Rewrite the part of the listing that starts with the line containing "Practice step: label each instance of the snowy" and runs through the end of the listing. Substitute "Drill step" for every "Practice step" and leave everything else the same.

-- -- --

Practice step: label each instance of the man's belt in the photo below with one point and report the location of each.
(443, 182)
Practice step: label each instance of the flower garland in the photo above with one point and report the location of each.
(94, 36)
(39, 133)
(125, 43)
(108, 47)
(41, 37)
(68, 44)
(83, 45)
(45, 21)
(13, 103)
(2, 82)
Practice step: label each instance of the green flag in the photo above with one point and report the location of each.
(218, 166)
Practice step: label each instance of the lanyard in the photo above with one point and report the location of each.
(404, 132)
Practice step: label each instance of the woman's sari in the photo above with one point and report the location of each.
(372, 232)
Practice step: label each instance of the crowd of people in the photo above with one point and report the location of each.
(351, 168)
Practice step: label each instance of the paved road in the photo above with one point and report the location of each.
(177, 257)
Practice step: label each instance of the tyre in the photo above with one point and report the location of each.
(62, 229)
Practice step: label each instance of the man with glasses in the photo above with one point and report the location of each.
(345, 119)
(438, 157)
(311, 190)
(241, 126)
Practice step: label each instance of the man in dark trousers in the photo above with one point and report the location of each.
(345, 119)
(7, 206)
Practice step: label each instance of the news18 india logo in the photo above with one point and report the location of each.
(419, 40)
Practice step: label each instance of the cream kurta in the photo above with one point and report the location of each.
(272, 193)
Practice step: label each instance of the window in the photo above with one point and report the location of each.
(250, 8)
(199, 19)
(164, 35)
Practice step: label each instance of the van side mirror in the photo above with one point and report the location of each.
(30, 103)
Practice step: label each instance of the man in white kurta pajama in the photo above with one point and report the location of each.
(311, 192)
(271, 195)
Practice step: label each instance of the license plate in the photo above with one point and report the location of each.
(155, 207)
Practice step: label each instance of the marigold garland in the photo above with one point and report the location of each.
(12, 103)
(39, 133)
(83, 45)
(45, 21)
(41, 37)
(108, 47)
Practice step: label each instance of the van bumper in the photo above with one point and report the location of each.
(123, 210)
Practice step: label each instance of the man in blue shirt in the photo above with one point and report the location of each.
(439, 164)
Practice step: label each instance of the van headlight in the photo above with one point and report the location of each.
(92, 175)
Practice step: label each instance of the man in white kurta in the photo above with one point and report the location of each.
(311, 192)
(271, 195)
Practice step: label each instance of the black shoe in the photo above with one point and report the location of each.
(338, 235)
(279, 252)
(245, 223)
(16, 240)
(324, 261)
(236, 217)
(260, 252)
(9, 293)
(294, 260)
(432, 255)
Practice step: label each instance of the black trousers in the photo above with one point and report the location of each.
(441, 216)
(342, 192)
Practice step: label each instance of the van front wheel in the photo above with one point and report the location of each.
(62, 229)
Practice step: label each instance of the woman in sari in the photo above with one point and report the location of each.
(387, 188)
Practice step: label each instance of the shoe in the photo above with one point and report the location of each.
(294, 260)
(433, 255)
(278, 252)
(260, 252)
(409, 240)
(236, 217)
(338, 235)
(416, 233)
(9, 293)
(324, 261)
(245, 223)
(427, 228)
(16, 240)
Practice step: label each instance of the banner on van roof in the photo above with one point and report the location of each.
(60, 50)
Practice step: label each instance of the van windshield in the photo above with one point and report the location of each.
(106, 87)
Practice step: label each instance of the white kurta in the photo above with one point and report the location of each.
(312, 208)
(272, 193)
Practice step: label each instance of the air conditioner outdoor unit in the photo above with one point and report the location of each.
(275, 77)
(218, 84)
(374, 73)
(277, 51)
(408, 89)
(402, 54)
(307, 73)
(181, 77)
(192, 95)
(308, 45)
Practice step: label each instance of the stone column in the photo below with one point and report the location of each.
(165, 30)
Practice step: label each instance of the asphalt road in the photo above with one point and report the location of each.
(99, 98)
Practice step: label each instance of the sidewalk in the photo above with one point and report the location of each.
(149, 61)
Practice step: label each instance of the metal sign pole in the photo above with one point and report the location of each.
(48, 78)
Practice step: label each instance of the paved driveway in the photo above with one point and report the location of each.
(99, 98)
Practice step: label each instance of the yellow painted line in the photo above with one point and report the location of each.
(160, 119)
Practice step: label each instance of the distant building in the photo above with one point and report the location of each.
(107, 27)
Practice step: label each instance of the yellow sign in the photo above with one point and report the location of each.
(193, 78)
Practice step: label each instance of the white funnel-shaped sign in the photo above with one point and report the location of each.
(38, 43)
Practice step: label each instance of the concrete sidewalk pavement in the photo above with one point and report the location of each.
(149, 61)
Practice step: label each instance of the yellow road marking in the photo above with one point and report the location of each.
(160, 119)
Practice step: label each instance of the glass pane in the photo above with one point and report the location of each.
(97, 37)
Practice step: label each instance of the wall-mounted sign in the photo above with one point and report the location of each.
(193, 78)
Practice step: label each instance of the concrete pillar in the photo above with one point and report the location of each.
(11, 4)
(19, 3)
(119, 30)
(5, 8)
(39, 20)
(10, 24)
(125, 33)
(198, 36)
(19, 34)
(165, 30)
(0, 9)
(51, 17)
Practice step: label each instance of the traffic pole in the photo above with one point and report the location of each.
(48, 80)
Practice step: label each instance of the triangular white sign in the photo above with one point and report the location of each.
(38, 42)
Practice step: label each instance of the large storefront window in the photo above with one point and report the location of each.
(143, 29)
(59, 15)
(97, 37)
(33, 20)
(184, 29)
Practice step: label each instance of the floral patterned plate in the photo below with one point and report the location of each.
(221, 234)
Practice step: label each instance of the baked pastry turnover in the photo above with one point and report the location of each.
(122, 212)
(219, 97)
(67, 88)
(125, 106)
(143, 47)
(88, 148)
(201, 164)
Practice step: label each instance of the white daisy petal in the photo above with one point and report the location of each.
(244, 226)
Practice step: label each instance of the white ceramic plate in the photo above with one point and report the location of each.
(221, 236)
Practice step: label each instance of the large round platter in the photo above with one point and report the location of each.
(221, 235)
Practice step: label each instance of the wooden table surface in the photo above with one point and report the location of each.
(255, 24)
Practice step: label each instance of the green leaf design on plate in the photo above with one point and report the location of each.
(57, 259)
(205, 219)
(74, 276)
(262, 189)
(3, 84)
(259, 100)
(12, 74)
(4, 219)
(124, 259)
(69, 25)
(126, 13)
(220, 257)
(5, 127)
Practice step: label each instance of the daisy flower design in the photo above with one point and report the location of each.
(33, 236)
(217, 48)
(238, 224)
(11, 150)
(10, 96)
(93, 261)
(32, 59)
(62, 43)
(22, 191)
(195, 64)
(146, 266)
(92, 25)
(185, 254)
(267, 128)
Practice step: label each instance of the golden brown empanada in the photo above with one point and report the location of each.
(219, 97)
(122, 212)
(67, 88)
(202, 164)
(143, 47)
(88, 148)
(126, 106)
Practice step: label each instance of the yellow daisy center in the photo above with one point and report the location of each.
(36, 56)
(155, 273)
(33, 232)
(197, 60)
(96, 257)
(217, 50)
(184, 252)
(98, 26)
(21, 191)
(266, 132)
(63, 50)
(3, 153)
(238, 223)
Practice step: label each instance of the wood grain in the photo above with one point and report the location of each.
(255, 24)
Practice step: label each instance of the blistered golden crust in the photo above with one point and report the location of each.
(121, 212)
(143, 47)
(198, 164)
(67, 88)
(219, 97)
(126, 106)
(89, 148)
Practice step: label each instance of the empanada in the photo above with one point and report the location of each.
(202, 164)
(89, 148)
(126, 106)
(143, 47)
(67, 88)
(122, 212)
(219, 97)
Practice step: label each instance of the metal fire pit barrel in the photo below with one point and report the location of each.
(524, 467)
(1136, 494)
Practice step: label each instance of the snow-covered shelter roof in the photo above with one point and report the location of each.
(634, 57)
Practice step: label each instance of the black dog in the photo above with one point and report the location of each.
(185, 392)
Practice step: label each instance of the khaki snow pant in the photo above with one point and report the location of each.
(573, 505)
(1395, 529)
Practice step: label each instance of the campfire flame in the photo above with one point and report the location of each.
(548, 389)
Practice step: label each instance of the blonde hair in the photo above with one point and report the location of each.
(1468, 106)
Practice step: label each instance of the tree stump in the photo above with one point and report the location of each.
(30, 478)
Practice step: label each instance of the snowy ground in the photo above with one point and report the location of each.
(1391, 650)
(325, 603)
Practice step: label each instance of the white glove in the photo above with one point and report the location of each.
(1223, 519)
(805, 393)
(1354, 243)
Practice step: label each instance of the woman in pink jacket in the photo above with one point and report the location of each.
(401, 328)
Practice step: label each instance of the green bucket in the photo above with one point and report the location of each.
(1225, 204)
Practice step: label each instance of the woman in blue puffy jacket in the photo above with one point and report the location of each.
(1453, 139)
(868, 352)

-- -- --

CORRECT RESULT:
Drill step: label each instance of the snowy ground in the photo above with one point and report the location of each.
(1391, 650)
(325, 603)
Drill step: label each instance of the white glove in the photo above with one point and report the location of each.
(1223, 519)
(805, 393)
(1354, 243)
Drill step: label each instance of the woman in pink jacket in the photo above with one point and report the location of each.
(401, 328)
Drill step: label each instance of the green bucket in the photo above with one point and report the location of each.
(1225, 204)
Drill step: label each instance of the woman in blue puffy jacket in the photo above with one point and report the location of each.
(1453, 139)
(868, 352)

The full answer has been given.